(Photo-based referring expression data)
╔══

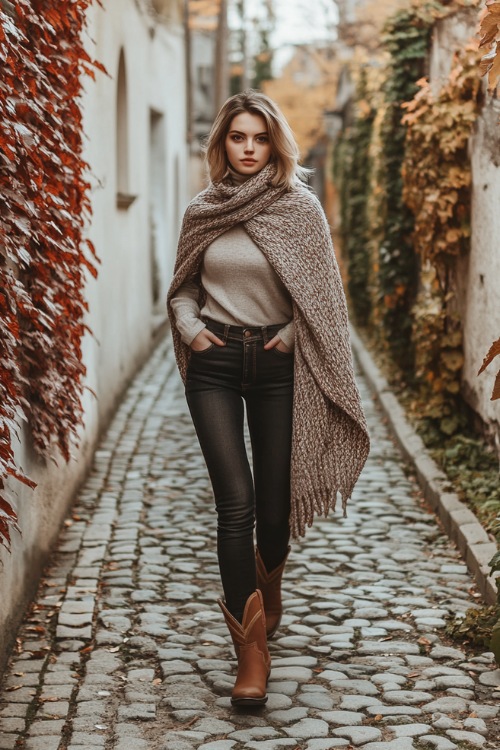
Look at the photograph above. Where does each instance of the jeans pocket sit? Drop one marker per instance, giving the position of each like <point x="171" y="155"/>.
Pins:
<point x="282" y="354"/>
<point x="203" y="351"/>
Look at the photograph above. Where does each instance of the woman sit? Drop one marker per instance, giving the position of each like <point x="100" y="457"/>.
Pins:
<point x="258" y="316"/>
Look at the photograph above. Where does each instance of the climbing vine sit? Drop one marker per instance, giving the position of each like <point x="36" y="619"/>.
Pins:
<point x="43" y="208"/>
<point x="437" y="177"/>
<point x="352" y="173"/>
<point x="406" y="38"/>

╚══

§ WORK ORDER:
Scan the entries for the string "marker" and report only how many lines contain it.

§ ANSWER TO THE PROBLEM:
3